INSTRUCTION –
Copy out the entries from the line with "Note: for this drill, mark the hat brim" through the last line of the entries, with 100 added to every x and y coordinate in the answers. Leave every other line as it is.

START INFORMATION SUPPLIED

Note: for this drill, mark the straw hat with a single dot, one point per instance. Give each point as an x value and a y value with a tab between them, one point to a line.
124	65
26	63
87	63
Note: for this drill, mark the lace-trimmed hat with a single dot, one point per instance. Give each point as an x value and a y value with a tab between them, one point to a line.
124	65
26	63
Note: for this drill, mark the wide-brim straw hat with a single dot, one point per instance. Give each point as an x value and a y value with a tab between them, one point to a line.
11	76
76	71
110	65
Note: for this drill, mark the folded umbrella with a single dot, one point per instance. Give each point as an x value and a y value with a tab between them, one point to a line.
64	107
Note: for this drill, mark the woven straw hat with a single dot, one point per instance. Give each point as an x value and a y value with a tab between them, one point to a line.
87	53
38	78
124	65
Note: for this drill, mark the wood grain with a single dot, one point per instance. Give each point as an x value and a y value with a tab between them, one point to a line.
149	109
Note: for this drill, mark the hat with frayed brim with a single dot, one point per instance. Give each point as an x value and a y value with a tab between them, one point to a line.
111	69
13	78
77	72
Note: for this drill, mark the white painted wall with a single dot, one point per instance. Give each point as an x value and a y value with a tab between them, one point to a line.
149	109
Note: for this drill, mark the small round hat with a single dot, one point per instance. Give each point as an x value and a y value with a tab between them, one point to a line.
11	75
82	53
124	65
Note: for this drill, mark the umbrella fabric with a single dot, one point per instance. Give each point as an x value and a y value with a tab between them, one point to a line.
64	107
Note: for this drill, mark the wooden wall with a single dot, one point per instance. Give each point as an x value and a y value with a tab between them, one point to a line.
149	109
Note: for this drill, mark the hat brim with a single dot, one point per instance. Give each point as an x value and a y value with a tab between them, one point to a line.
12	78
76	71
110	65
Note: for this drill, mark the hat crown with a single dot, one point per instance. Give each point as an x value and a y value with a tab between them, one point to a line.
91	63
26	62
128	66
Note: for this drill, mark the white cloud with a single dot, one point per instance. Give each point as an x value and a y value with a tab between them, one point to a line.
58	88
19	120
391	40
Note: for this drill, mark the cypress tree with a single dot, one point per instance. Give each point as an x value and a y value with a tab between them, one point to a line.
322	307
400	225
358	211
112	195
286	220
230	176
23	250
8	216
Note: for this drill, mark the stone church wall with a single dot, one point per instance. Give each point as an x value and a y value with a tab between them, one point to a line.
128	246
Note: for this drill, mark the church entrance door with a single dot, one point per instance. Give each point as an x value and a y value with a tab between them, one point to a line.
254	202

END INFORMATION SUPPLIED

COMPLETE OUTPUT –
Note: for this drill, mark the hat brim with a single dot, one point per instance. Give each point as an x value and a y value with a tab between them, one point to a line.
112	178
176	171
210	165
Note: for this drill, mark the hat crown with a single dot, one point per instance. Give each point as an x value and a y value with a tab between them, one point to a line.
191	163
126	162
228	166
Note: for this drill, mark the white cloud with a single dot, one point per instance. Give each point as an x value and a y value with a tab between them, one point to a line.
158	188
119	220
491	140
Note: for this drill, mark the cypress tree with a single dot, one point per instance. Give each point as an x value and a y value with a tab between them, one point to a line.
422	407
500	325
458	311
212	295
386	320
330	276
123	350
108	316
Note: for this drill, mark the stone church wall with a single dot, one point per instance. Give each point as an x value and a y value with a tab between them, one point to a line.
228	346
Note: for this drill, mark the church entrance door with a single dot, one point per instance. Give each point as an x value and a y value with a tab between them, one point to a line.
354	302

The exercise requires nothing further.